- **TEXTAUSZUG**:
Der Horrorcras­h von Fabio Jakobsen veränderte den Radsport. Acht Monate später kehrt der Holländer zurück

- TOM MUSTROPH »Meine Beine habe ich ja noch, die Muskulatur ist da. Mein Trainer sagt: In mir steckt der alte Fabio.« Fabio Jakobsen Radprofi

Acht Monate liegt sein Horrorstur­z zurück. Erst lag er im künstliche­n Koma, Dann wurde sein Gesicht chirurgisc­h wieder hergestell­t. Jetzt fährt Fabio Jakobsen bei der Türkeirund­fahrt auf dem Rad seine ersten Wettkampfk­ilometer.

Der sportliche Wert der Türkeirund­fahrt ist bescheiden. Dem Rennen, das in den 1980er Jahren auch mal vom damaligen Kapitän der DDR-Friedensfa­hrtmannsch­aft, Thomas Barth, gewonnen wurde, fehlen die ganz großen Stars. In diesem Jahr sind die Scheinwerf­er dennoch dorthin gerichtet. Zum einen, weil am Montag auf der zweiten Etappe erstmals seit drei Jahren der britische Altstar Mark Cavendish mal wieder ein Rennen gewann. Relevanter aber noch ist die Geschichte, die den Drittletzt­en der Gesamtwert­ung, den Niederländ­er Fabio Jakobsen, zum Protagonis­ten hat.

- **AUFGABEN UND ÜBUNGEN**:
a. Stimmen die Aussagen (i) bis (iii) mit dem Text über Fabio Jakobsen überein? Beantworte jede mit Ja oder Nein und zitiere die entscheidenden Worte des Textes.
(i) Jakobsen kehrt zwölf Monate nach seinem Sturz zurück.
(ii) Mark Cavendish gewann am Montag die zweite Etappe.
(iii) Bei der Türkeirundfahrt fahren die ganz großen Stars mit.
b. Kopiere bitte aus dem Text über Fabio Jakobsen wortgetreu den Abschnitt von „Acht Monate liegt“ bis einschließlich „seine ersten Wettkampfk­ilometer.“.
Die folgenden Datensätze stammen aus einer anderen Quelle.

[Gespeicherte Einträge]
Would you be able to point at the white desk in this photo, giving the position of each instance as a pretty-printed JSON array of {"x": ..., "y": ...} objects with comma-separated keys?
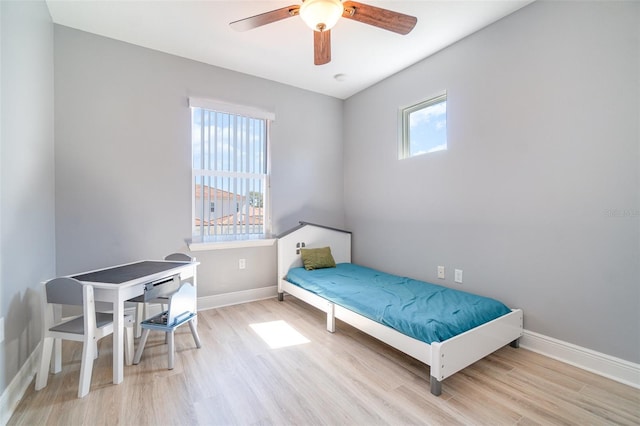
[{"x": 120, "y": 283}]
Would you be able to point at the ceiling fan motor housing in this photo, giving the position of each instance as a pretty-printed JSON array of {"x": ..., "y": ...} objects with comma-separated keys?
[{"x": 321, "y": 15}]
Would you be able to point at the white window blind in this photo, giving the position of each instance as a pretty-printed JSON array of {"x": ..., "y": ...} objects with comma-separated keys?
[{"x": 230, "y": 165}]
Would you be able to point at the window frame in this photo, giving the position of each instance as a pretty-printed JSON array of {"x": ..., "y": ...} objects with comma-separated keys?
[
  {"x": 404, "y": 144},
  {"x": 235, "y": 240}
]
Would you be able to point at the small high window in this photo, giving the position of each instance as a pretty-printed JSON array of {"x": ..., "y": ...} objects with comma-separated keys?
[{"x": 424, "y": 127}]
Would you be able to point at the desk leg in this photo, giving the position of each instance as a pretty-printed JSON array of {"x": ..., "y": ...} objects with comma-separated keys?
[{"x": 118, "y": 341}]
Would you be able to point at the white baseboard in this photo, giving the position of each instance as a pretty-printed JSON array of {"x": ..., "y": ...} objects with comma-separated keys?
[
  {"x": 15, "y": 391},
  {"x": 237, "y": 297},
  {"x": 595, "y": 362}
]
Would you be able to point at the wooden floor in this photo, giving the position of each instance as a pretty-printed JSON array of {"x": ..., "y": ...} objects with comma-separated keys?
[{"x": 345, "y": 378}]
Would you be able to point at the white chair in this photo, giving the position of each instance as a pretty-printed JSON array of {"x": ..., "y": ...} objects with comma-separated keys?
[
  {"x": 142, "y": 306},
  {"x": 182, "y": 309},
  {"x": 87, "y": 328}
]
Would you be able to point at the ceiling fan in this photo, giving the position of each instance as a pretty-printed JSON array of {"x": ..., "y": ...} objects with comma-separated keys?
[{"x": 322, "y": 15}]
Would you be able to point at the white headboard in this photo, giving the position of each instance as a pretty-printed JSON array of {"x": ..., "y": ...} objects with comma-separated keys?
[{"x": 309, "y": 235}]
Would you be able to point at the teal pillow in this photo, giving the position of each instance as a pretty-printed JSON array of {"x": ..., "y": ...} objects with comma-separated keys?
[{"x": 317, "y": 258}]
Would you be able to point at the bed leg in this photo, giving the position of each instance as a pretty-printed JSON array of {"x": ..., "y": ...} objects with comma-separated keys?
[
  {"x": 331, "y": 317},
  {"x": 436, "y": 386}
]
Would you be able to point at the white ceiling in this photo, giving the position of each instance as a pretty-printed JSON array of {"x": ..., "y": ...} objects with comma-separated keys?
[{"x": 283, "y": 51}]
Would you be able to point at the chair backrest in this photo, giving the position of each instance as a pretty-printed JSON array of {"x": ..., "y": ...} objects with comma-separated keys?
[
  {"x": 182, "y": 303},
  {"x": 69, "y": 291},
  {"x": 64, "y": 291},
  {"x": 179, "y": 257}
]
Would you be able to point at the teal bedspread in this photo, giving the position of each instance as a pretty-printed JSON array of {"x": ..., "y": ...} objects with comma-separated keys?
[{"x": 424, "y": 311}]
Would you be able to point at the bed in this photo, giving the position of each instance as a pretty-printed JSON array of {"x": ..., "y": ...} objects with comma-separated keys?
[{"x": 446, "y": 354}]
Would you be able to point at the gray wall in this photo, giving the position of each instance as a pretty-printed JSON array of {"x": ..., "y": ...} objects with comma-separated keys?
[
  {"x": 27, "y": 230},
  {"x": 537, "y": 197},
  {"x": 123, "y": 158}
]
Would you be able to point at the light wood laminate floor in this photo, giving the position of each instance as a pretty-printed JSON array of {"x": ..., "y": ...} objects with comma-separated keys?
[{"x": 345, "y": 378}]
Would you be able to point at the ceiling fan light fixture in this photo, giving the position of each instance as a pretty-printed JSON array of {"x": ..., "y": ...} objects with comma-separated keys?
[{"x": 321, "y": 15}]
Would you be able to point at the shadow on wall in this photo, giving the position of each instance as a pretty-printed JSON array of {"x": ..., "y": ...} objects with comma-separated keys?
[{"x": 22, "y": 331}]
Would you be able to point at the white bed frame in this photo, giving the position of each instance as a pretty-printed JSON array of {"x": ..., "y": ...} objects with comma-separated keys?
[{"x": 444, "y": 358}]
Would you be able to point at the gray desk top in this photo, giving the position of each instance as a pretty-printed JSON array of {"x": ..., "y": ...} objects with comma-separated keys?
[{"x": 124, "y": 273}]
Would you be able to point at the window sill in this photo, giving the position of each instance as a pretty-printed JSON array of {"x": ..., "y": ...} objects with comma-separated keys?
[{"x": 229, "y": 244}]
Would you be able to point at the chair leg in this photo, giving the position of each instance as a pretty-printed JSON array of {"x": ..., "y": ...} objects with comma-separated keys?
[
  {"x": 86, "y": 368},
  {"x": 45, "y": 359},
  {"x": 171, "y": 348},
  {"x": 56, "y": 365},
  {"x": 194, "y": 333},
  {"x": 143, "y": 341}
]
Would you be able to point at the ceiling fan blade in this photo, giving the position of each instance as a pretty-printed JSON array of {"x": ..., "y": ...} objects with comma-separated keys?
[
  {"x": 378, "y": 17},
  {"x": 322, "y": 47},
  {"x": 265, "y": 18}
]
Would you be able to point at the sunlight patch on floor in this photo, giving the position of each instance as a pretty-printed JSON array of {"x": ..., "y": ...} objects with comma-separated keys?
[{"x": 278, "y": 334}]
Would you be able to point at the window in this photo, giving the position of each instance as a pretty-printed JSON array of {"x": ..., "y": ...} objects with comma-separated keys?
[
  {"x": 230, "y": 165},
  {"x": 424, "y": 127}
]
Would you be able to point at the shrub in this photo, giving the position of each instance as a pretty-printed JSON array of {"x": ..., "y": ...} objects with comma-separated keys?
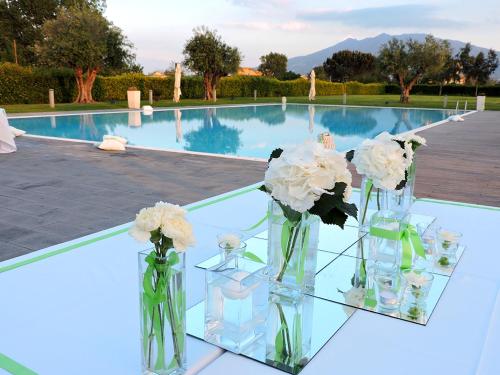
[{"x": 31, "y": 85}]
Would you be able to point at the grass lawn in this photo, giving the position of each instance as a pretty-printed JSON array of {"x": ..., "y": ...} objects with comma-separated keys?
[{"x": 417, "y": 101}]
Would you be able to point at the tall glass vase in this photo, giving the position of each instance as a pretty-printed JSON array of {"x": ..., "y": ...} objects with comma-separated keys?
[
  {"x": 163, "y": 312},
  {"x": 401, "y": 200},
  {"x": 289, "y": 332},
  {"x": 292, "y": 251}
]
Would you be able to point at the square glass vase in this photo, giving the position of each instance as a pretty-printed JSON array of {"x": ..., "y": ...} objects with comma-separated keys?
[
  {"x": 162, "y": 295},
  {"x": 236, "y": 303},
  {"x": 292, "y": 252}
]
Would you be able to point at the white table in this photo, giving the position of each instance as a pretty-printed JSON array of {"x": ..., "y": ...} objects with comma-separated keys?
[{"x": 73, "y": 308}]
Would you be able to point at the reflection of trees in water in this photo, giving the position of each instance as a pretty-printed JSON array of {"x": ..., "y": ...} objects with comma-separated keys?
[
  {"x": 349, "y": 121},
  {"x": 271, "y": 115},
  {"x": 213, "y": 137},
  {"x": 403, "y": 122}
]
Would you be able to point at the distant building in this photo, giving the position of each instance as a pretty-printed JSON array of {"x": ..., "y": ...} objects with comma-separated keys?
[
  {"x": 157, "y": 74},
  {"x": 248, "y": 72}
]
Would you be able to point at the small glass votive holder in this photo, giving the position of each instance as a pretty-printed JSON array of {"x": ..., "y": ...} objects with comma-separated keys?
[
  {"x": 417, "y": 283},
  {"x": 231, "y": 244},
  {"x": 417, "y": 287},
  {"x": 236, "y": 303},
  {"x": 447, "y": 247},
  {"x": 388, "y": 288}
]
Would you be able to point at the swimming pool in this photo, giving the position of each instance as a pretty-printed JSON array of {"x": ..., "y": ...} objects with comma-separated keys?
[{"x": 248, "y": 131}]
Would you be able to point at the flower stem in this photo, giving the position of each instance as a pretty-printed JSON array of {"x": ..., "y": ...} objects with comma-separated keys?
[
  {"x": 173, "y": 324},
  {"x": 289, "y": 251},
  {"x": 366, "y": 204},
  {"x": 378, "y": 199}
]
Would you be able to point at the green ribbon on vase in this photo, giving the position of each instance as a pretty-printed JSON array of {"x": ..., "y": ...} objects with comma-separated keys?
[{"x": 409, "y": 240}]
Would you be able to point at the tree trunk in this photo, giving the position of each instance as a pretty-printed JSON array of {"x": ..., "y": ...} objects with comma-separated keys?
[
  {"x": 84, "y": 85},
  {"x": 207, "y": 82},
  {"x": 405, "y": 95}
]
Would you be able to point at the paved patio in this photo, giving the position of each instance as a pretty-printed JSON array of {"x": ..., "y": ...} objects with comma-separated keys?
[{"x": 54, "y": 191}]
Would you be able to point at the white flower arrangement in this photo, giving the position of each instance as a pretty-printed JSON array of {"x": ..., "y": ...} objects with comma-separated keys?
[
  {"x": 382, "y": 160},
  {"x": 164, "y": 225},
  {"x": 300, "y": 175}
]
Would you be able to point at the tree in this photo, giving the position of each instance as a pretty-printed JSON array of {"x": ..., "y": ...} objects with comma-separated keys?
[
  {"x": 119, "y": 57},
  {"x": 346, "y": 65},
  {"x": 82, "y": 46},
  {"x": 407, "y": 62},
  {"x": 273, "y": 65},
  {"x": 290, "y": 76},
  {"x": 477, "y": 70},
  {"x": 206, "y": 54},
  {"x": 321, "y": 73},
  {"x": 449, "y": 73},
  {"x": 21, "y": 23}
]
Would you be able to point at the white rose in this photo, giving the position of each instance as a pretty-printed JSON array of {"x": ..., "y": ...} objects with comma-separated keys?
[
  {"x": 381, "y": 160},
  {"x": 170, "y": 219},
  {"x": 303, "y": 173}
]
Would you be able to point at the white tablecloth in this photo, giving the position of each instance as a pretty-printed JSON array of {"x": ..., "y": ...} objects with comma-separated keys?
[{"x": 77, "y": 312}]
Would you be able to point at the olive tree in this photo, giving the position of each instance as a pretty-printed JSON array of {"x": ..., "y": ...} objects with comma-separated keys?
[
  {"x": 273, "y": 65},
  {"x": 206, "y": 54},
  {"x": 82, "y": 39},
  {"x": 407, "y": 62}
]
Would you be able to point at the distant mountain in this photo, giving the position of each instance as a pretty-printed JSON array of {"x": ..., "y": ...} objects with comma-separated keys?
[{"x": 304, "y": 64}]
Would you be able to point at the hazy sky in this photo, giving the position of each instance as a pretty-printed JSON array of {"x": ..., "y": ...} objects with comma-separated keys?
[{"x": 159, "y": 28}]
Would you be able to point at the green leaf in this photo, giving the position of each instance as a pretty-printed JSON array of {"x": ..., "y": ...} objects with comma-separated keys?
[
  {"x": 252, "y": 256},
  {"x": 279, "y": 344},
  {"x": 297, "y": 335},
  {"x": 286, "y": 230},
  {"x": 275, "y": 154},
  {"x": 303, "y": 254},
  {"x": 173, "y": 258},
  {"x": 289, "y": 213},
  {"x": 332, "y": 209},
  {"x": 155, "y": 236}
]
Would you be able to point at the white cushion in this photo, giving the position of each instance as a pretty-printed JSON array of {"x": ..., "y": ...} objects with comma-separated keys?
[
  {"x": 111, "y": 145},
  {"x": 17, "y": 132},
  {"x": 455, "y": 118},
  {"x": 122, "y": 140}
]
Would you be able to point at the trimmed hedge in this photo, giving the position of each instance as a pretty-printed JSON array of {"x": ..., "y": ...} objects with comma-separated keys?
[
  {"x": 26, "y": 85},
  {"x": 30, "y": 85}
]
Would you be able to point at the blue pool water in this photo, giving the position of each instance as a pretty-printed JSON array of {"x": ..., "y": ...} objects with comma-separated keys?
[{"x": 249, "y": 131}]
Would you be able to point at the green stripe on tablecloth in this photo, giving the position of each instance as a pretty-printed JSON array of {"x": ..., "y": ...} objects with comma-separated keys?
[
  {"x": 463, "y": 204},
  {"x": 115, "y": 233},
  {"x": 13, "y": 367}
]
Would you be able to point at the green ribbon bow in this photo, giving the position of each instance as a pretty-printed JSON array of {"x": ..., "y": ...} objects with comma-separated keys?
[{"x": 409, "y": 239}]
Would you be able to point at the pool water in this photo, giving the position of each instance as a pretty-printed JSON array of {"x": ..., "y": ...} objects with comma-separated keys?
[{"x": 248, "y": 131}]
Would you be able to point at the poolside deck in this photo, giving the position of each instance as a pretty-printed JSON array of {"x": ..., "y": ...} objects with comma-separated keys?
[{"x": 54, "y": 191}]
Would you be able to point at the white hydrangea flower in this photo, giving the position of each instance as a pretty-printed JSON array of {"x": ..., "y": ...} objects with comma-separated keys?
[
  {"x": 304, "y": 172},
  {"x": 229, "y": 241},
  {"x": 170, "y": 219},
  {"x": 381, "y": 160}
]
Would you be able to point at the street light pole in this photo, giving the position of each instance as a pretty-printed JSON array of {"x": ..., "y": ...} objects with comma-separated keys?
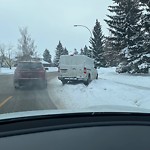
[
  {"x": 88, "y": 30},
  {"x": 84, "y": 27}
]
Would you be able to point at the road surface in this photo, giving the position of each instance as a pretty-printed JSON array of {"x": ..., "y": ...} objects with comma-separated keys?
[{"x": 26, "y": 99}]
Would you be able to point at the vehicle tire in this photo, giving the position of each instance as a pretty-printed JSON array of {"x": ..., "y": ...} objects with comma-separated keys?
[
  {"x": 97, "y": 77},
  {"x": 88, "y": 80},
  {"x": 63, "y": 82},
  {"x": 44, "y": 85},
  {"x": 16, "y": 85}
]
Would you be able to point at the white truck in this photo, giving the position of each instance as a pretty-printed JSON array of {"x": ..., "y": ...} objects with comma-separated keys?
[{"x": 76, "y": 68}]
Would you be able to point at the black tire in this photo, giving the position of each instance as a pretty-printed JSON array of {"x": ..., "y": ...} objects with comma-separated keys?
[
  {"x": 64, "y": 82},
  {"x": 16, "y": 85},
  {"x": 44, "y": 85}
]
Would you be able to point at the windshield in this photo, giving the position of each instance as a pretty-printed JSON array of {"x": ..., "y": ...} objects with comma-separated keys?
[{"x": 74, "y": 56}]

- **LÖSUNGEN**:
a.
(i) Nein: „Acht Monate später kehrt der Holländer zurück“
(ii) Ja: „weil am Montag auf der zweiten Etappe erstmals seit drei Jahren der britische Altstar Mark Cavendish mal wieder ein Rennen gewann“
(iii) Nein: „fehlen die ganz großen Stars“

b.
Acht Monate liegt sein Horrorstur­z zurück. Erst lag er im künstliche­n Koma, Dann wurde sein Gesicht chirurgisc­h wieder hergestell­t. Jetzt fährt Fabio Jakobsen bei der Türkeirund­fahrt auf dem Rad seine ersten Wettkampfk­ilometer.